**Enunciado:** ¿Puedes reproducir de nuevo todas las líneas, comenzando en la que contiene "Labeling tool prompt: highlight every boulder" y terminando al final de los ítems, ambas incluidas, junto con las indicaciones, pero sumando 136 a cada número de las coordenadas de los recuadros?

══════════════════════════════

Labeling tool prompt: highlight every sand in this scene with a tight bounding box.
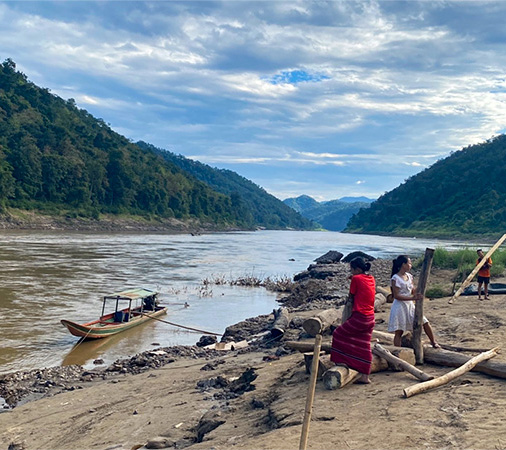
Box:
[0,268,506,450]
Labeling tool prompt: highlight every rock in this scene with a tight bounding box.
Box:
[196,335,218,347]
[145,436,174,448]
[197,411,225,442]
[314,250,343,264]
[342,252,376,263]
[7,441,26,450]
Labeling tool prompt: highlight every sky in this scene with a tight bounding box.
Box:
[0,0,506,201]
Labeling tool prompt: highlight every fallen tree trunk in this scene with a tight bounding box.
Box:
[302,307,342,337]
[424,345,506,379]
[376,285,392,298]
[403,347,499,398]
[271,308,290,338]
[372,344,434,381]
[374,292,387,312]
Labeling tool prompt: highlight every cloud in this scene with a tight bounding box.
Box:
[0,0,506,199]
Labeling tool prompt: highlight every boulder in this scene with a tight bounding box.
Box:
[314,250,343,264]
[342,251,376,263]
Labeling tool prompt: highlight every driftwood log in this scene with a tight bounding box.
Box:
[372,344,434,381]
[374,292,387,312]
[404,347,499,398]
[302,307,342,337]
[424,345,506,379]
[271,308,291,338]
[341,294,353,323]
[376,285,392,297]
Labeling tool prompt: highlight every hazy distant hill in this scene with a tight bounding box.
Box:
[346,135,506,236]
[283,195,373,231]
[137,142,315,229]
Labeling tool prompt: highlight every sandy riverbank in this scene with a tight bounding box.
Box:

══════════════════════════════

**Respuesta:**
Labeling tool prompt: highlight every boulder in this scene with a tight bounding box.
Box:
[450,386,479,400]
[478,387,512,399]
Labeling tool prompt: highlight every driftwood log in this scene with a tight bounding box.
Box:
[508,480,570,517]
[510,428,523,448]
[540,483,635,534]
[438,443,478,473]
[560,481,642,515]
[407,444,427,474]
[477,430,489,459]
[512,421,528,433]
Labeling tool prompt: highlight every hazy distant hill in this scene with a tight bounding box.
Box:
[482,271,642,372]
[419,331,509,367]
[273,278,451,365]
Labeling tool prompt: highlight every sandy riverbank in this scene with a tight bounding box.
Box:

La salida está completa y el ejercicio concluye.